_TEXT FOR ANALYSIS_:
Posts Tagged ‘Victor Strecher’

What We Know

March 9, 2017

The following section from Victor Strecher’s Book, “Life on Purpose”  can be regarded as the major take away from the book:

“*A strong, transcending purpose in life is good for you health and well-being and protects against disease and death.

*Purpose is a high-level goal (which is motivating) that is deeply valued (which is also motivating).

*The type of values that constitute a purpose matters.

*A strong, transcending purpose in life reduces defensiveness to change.

*Your purpose in life might be revealed by God…but it might not (hardly a conclusion!).

*Purposeful living is a dynamic process the requires energy and will power.

*Five positive behaviors that can improve energy and willpower are sleep, presence, activity, creativity, and eating well (SPACE).

*Purposeful living is not just a higher-order aspiration for the well-heeled.  It’s for everyone.”

HM hopes that these posts have convinced you to lead a life with purpose (ikigai).  If he has not, he has failed and encourages you to read Dr. Strecher’s book.  Even if you have been convinced, you will find more detailed guidance in his book.

Learning How to Think

March 8, 2017

This post is another in the series of posts on Victor Strecher’s Book, “Life on Purpose.”  In section 13 titled SAILING THROUGH STORMS is this quotation from David Foster Wallace:

“Learning how to think” really means learning how to exercise control over how and what you think.  It means being conscious and aware enough to choose what you pay attention to and to choose how to construct meaning from experience.  Because if you cannot or will not exercise this kind of choice in adult life, you will be totally hosed.”

This quote bears serious pondering.  It provides an implicit message from the healthy memory blog.  Learning to think is key to a healthy memory.  And exercising control over what we think is central to a healthy memory.  Maintaining control over how we think is the reason for all the posts on mindfulness and meditation.

This quotation of Wallace warrants daily review.

© Douglas Griffith and healthymemory.wordpress.com, 2017. Unauthorized use and/or duplication of this material without express and written permission from this blog’s author and/or owner is strictly prohibited. Excerpts and links may be used, provided that full and clear credit is given to Douglas Griffith and healthymemory.wordpress.com with appropriate and specific direction to the original content.

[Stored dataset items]

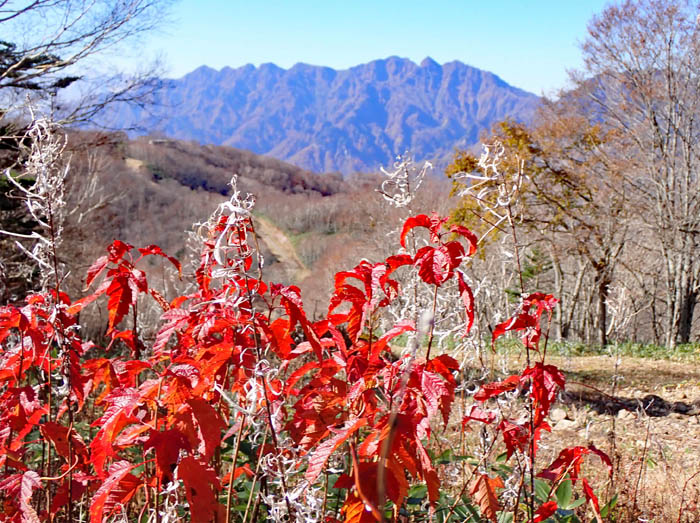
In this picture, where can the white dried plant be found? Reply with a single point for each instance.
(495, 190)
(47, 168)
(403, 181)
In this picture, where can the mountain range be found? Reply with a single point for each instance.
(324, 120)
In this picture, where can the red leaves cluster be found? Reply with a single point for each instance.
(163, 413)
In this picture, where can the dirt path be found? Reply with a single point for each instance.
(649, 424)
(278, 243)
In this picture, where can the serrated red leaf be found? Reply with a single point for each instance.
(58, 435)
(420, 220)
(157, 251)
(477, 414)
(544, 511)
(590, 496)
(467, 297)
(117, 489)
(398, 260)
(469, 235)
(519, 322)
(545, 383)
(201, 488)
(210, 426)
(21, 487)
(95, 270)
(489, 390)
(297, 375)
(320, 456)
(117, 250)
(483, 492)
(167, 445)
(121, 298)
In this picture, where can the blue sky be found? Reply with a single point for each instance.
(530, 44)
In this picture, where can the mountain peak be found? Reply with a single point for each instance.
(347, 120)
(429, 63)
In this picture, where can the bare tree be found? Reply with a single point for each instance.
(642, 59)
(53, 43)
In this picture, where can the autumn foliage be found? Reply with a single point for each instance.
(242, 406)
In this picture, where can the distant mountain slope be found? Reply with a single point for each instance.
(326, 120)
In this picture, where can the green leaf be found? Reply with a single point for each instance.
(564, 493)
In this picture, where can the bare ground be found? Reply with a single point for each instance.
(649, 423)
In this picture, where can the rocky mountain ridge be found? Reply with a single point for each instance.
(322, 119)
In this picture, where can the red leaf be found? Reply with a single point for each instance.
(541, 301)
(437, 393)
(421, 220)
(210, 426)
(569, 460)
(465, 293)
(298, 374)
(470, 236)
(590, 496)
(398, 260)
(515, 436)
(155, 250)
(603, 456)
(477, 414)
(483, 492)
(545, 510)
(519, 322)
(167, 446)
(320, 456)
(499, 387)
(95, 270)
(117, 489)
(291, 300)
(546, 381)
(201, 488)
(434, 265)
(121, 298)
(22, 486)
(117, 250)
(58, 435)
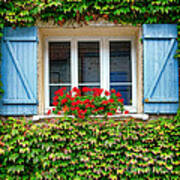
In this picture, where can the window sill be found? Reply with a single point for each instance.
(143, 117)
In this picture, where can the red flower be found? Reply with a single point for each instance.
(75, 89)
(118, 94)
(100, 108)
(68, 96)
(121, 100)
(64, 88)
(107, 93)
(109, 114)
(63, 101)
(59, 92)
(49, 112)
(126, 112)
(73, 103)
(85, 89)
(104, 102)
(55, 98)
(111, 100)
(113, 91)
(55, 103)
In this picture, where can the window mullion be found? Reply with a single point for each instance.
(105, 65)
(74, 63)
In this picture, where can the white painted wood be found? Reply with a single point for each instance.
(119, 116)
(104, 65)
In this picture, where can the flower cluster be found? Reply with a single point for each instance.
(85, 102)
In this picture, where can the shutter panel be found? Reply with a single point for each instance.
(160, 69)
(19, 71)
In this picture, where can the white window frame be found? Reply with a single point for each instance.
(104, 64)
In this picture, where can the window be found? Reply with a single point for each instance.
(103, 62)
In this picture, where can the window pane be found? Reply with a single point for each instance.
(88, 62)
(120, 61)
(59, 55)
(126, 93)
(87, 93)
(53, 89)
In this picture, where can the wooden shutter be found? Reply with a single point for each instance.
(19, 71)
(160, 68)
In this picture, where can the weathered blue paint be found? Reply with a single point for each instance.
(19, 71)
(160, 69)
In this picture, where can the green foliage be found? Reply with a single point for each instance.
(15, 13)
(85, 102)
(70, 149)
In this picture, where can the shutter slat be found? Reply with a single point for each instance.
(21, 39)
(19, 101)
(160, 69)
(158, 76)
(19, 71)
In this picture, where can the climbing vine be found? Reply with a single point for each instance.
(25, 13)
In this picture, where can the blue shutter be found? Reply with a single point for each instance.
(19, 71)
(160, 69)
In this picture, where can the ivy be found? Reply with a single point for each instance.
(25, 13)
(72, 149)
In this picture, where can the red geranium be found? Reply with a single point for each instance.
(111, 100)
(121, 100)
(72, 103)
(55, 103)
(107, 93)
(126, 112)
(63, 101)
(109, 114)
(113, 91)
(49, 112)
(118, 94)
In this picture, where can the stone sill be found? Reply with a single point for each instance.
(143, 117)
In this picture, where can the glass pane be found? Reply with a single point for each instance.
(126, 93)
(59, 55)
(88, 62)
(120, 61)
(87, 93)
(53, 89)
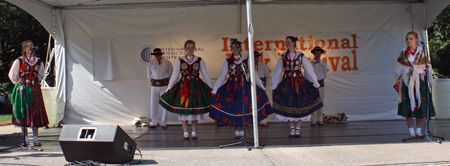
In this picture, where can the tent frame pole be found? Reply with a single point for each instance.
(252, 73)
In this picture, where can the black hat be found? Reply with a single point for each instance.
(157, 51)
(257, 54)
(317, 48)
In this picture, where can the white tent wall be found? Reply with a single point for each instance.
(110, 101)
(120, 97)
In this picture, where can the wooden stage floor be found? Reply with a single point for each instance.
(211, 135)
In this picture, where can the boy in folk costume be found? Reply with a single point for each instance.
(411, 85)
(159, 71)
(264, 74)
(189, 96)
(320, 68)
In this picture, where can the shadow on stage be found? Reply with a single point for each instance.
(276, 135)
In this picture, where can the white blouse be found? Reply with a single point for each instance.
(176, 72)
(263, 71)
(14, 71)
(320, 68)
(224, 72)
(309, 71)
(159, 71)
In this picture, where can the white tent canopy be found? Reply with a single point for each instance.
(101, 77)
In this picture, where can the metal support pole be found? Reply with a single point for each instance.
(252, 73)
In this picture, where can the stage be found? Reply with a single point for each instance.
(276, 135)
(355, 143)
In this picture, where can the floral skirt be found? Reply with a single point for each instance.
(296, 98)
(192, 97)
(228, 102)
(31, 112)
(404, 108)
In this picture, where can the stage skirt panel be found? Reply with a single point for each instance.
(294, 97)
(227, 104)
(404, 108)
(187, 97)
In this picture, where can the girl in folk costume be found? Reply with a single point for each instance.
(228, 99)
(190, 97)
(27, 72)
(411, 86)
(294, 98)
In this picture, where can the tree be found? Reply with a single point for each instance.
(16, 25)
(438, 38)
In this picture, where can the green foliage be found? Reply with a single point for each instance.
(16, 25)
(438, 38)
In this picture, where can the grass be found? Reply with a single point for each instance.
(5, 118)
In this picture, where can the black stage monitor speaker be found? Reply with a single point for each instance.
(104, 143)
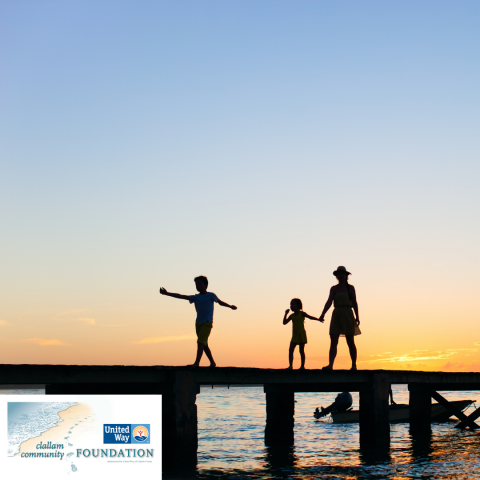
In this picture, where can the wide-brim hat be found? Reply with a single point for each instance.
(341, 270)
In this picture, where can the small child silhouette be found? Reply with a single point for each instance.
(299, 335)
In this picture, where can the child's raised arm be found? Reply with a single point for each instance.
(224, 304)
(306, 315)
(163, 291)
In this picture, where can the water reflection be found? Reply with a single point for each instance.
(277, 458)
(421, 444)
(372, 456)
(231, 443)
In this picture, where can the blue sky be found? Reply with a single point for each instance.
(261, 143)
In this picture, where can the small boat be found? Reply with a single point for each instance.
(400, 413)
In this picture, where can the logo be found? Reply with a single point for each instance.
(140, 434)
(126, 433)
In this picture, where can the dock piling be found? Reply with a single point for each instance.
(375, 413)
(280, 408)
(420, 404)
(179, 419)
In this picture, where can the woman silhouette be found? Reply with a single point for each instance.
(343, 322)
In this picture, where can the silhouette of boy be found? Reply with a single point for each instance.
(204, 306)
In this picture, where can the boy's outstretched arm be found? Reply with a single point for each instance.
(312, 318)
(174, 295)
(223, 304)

* * *

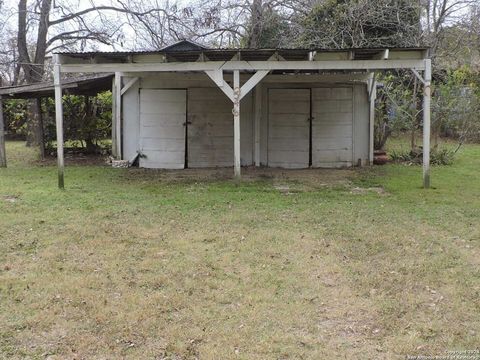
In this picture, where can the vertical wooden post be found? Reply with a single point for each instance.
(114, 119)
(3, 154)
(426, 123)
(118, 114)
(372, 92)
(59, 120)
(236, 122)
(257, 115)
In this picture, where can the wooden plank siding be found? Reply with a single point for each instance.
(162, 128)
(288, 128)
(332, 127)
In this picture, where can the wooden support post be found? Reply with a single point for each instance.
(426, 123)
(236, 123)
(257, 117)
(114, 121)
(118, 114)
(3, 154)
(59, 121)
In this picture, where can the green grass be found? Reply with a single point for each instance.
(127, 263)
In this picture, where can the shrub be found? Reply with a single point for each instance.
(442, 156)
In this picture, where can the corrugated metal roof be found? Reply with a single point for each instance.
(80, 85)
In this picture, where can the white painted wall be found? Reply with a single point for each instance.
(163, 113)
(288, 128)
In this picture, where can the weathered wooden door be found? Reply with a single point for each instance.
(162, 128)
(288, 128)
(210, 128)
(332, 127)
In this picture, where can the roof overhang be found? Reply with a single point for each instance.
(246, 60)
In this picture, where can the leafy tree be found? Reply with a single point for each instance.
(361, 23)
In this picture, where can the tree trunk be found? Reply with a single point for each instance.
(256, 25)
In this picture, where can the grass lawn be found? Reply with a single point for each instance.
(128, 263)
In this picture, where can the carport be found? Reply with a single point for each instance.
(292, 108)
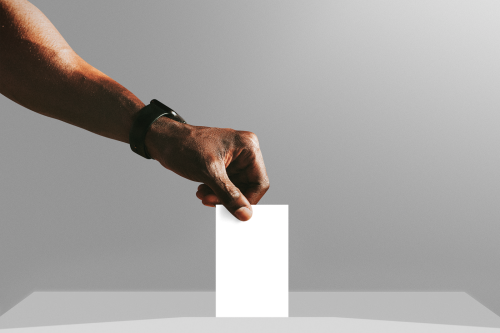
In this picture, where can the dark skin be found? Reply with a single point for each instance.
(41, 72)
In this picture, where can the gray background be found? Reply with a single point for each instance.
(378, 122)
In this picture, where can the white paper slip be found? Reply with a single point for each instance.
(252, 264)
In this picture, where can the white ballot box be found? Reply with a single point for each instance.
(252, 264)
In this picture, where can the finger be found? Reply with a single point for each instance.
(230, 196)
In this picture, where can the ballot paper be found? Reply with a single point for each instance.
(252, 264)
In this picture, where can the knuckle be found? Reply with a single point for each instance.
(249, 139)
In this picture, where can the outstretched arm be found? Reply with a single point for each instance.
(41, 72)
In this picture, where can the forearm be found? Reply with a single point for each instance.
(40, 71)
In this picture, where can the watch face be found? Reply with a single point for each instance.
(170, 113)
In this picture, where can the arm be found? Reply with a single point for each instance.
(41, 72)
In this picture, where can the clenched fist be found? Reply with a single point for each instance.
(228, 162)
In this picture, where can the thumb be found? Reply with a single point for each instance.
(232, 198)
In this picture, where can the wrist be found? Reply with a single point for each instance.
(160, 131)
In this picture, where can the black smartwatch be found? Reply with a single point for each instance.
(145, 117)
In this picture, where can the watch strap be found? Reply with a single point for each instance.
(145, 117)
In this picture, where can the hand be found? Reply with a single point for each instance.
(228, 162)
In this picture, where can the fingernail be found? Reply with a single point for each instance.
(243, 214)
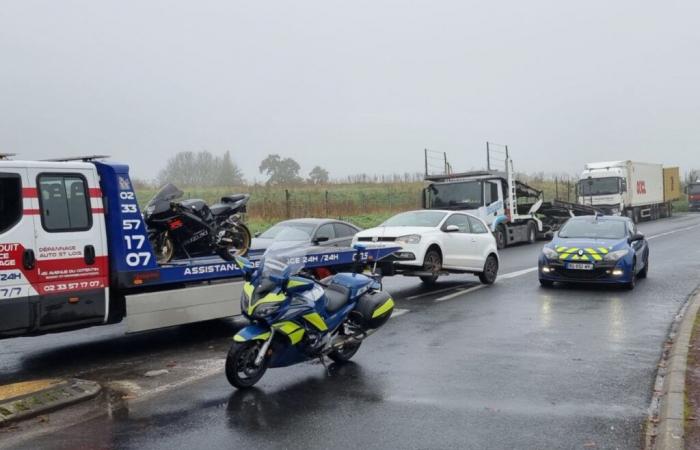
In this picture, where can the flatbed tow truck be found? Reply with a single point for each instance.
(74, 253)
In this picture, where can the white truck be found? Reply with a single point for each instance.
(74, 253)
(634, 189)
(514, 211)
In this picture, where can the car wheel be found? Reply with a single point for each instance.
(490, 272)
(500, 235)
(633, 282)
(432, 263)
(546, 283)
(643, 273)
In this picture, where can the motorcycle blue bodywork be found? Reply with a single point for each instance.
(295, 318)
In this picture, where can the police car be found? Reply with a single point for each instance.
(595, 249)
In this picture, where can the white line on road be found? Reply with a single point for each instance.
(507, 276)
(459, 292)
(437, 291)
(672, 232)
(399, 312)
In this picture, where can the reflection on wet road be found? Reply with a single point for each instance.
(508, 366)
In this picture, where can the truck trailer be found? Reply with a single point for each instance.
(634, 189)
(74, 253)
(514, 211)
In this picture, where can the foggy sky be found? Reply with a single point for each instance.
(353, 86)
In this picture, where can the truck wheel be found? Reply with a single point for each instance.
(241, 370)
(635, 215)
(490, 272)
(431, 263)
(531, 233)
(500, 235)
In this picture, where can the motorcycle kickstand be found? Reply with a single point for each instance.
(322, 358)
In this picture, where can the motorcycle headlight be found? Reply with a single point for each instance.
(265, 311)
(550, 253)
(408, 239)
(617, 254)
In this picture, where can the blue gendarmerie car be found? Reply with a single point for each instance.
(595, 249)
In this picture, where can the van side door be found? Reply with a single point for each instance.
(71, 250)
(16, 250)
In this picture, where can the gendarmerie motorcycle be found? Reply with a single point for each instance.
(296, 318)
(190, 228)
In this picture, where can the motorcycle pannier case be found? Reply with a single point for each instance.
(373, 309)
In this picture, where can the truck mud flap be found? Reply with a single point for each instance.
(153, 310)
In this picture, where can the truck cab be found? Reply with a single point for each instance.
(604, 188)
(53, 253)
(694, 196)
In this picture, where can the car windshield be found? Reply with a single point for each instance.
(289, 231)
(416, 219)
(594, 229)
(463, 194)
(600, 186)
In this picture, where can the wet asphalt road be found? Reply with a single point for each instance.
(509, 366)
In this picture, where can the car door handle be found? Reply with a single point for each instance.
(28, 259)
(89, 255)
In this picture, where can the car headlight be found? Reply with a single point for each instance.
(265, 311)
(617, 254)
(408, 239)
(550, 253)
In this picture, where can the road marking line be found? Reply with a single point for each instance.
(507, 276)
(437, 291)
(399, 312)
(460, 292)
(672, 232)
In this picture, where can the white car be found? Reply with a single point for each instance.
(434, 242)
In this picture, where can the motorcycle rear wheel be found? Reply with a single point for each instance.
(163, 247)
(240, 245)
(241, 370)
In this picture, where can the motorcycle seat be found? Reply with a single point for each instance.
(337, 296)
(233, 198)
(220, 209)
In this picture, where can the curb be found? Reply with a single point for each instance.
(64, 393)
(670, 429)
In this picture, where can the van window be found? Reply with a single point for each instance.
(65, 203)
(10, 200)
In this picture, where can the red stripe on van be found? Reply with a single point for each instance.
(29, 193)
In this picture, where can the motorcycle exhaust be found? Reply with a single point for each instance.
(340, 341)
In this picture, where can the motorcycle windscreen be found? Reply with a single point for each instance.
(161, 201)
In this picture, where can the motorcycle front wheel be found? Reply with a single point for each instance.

==

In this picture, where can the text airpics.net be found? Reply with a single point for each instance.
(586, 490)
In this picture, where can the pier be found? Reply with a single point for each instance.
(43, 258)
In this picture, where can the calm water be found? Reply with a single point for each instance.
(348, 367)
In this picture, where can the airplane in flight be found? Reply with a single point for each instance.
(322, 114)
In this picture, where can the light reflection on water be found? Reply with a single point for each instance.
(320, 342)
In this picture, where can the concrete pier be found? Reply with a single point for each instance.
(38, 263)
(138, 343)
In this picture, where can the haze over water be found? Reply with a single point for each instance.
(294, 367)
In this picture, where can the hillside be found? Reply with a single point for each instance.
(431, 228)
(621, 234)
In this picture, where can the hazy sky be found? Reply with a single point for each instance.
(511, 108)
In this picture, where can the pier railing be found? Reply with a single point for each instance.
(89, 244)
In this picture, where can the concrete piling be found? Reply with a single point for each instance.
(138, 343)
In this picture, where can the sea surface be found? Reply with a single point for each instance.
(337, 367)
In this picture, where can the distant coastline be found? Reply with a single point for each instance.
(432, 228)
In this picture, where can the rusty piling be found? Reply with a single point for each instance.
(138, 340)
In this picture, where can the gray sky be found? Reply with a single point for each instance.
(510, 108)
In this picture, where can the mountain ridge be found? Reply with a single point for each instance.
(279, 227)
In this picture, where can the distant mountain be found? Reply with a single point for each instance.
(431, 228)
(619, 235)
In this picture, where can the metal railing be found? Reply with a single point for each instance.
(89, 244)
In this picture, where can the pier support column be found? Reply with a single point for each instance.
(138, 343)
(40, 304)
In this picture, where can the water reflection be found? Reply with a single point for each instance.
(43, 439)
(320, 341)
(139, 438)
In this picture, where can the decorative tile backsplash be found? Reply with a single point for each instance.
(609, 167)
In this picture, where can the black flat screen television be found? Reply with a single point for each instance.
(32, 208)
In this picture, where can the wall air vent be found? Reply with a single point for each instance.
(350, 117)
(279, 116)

_TASK LIST_:
a. In the blog posts on "Life on Purpose," in which section of the book does the David Foster Wallace quotation appear?
b. From the blog posts on "Life on Purpose," extract the stretch from "Posts Tagged ‘Victor" through "a purpose matters.".
c. Continue the blog posts on "Life on Purpose" from where they stop.

_TASK ANSWERS_:
a. Section 13, titled SAILING THROUGH STORMS.

b.
Posts Tagged ‘Victor Strecher’

What We Know

March 9, 2017

The following section from Victor Strecher’s Book, “Life on Purpose”  can be regarded as the major take away from the book:

“*A strong, transcending purpose in life is good for you health and well-being and protects against disease and death.

*Purpose is a high-level goal (which is motivating) that is deeply valued (which is also motivating).

*The type of values that constitute a purpose matters.

c.
SPACE

March 7, 2017

SPACE is the title of Part Three of Victor Strecher’s Book, “Life on Purpose.”  The Japanese have a word for “Life on Purpose” and that is ikigai, which is used in these posts because it has an earlier appearance in this blog and is shorter.

SPACE is an acronym that stands for Sleep, Presence, Activity, Creativity, and Eating.  An entire chapter is devoted to each of these topics, as the author goes into great detail regarding the importance and the implementation of these activities.  Only Presence will be addressed in the healthy memory blog.

Presence begins with this quote from Steve Jobs:
“If you just sit and observe, you will see how restless your mind is.  If you try to calm it, it only makes it worse, but over time it does calm, and when it does, there’s room to  hear more subtle things—that’s when  you intuition starts to blossom and you start to see things more clearly and be in the present more.  Your mind just slows down, and you see a tremendous expanse in the moment.  You see so much more that you could see before.  It’s a discipline; you have to practice.”

Jobs is talking about meditation.  He personally consulted Zen masters and made periodic trips to Japan to sharpen his meditations.

Much has been written in the healthy memory blog about meditation.  What will be included here is “LOVING-KINDNESS MEDITATION.”  This particular meditation is famous.  One reason for its popularity comes from the recordings of the brains of Buddhist monks while doing this meditation.  The phrase, “off-the-charts” might capture these recordings.

*Find a comfortable place to sit, either in a chair or on the floor (HM reclines, which is okay provided you do not fall asleep).  Close your eyes.  Take a few moments to just be, noticing the sounds, smells, and feelings.  Allowing yourself to settle down, turn your attention to your breathing.

*Notice the way you body automatically, effortlessly inhales and exhales.

*Don’t try to manipulate you breath in any way.  Notice the feeling of air moving in and out of the nose and the easy, natural way your body moves

*Imagine yourself in a beautiful place.  As you continue breathing in and out, say to yourself, “May I be happy and free of suffering.”  (You can use many other salutary phrases here such as “health” or “strength”—or create your own.)

*Next, imagine a new person entering your beautiful place.  This is a person you care for a great deal.  Again, as you continue breathing in and out, say to yourself, “May you be happy and free of suffering.”

*Now move to another person entering your beautiful place.  This is a person who provokes no feeling of like or dislike.  A neutral person.  It could be a bank teller or a waitress you recently interacted with.  As you continue breathing in and out, say to yourself, “May you be happy and free of suffering.”
*Now move to another person.  A person who provokes feelings of dislike.  Again as you continue breathing in and out, say to yourself, “May you be happy and free of suffering.”

*Finally, extend these feeling of loving-kindness to the world.  To all living beings.  Bring them into your special place and say to yourself. “May all beings be happy and free of suffering.”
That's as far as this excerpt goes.